──────── Excerpted records
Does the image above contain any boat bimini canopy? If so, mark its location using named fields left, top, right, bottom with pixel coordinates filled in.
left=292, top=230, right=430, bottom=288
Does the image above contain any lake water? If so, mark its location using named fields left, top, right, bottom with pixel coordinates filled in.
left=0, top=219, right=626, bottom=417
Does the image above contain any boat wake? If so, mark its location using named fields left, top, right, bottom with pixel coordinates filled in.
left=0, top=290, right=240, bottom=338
────────────────
──────── Excerpted records
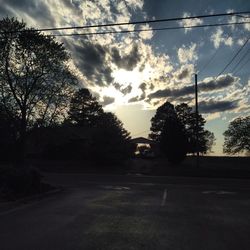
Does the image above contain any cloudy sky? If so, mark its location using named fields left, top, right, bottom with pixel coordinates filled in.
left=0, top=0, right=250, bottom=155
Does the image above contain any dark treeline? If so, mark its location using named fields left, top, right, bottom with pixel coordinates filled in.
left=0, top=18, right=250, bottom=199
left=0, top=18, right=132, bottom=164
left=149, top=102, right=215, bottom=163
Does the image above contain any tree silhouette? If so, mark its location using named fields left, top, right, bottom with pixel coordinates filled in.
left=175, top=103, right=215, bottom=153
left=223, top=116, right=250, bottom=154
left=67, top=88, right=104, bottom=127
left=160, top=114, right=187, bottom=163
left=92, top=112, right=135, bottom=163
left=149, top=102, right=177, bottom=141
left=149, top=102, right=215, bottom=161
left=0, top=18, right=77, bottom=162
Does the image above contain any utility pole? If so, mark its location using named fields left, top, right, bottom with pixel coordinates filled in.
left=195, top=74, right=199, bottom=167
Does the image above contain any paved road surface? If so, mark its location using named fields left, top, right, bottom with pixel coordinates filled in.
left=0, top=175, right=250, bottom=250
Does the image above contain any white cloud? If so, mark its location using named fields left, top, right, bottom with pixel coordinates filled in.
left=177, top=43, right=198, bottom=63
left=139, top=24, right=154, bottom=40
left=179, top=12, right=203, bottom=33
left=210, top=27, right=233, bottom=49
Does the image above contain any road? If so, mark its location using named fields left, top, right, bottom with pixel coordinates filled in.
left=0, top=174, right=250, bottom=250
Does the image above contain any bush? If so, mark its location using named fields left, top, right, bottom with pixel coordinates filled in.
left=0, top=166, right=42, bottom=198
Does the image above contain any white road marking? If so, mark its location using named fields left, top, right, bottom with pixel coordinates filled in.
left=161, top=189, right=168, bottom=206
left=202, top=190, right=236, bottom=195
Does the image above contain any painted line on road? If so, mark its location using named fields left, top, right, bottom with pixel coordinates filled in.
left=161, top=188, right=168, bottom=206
────────────────
◆ Exercise
Could you recast the records from the line containing "Does the image above contain any boat bimini" through the line containing "left=0, top=219, right=626, bottom=417", both lines included, as a numbered list with any blank lines left out?

◆ Output below
1. Does the image above contain any boat bimini canopy? If so, mark its location using named fields left, top, right, bottom with pixel coordinates filled in.
2. left=292, top=230, right=430, bottom=288
3. Does the image above contain any lake water? If so, mark its location using named fields left, top, right, bottom with pixel coordinates filled in.
4. left=0, top=219, right=626, bottom=417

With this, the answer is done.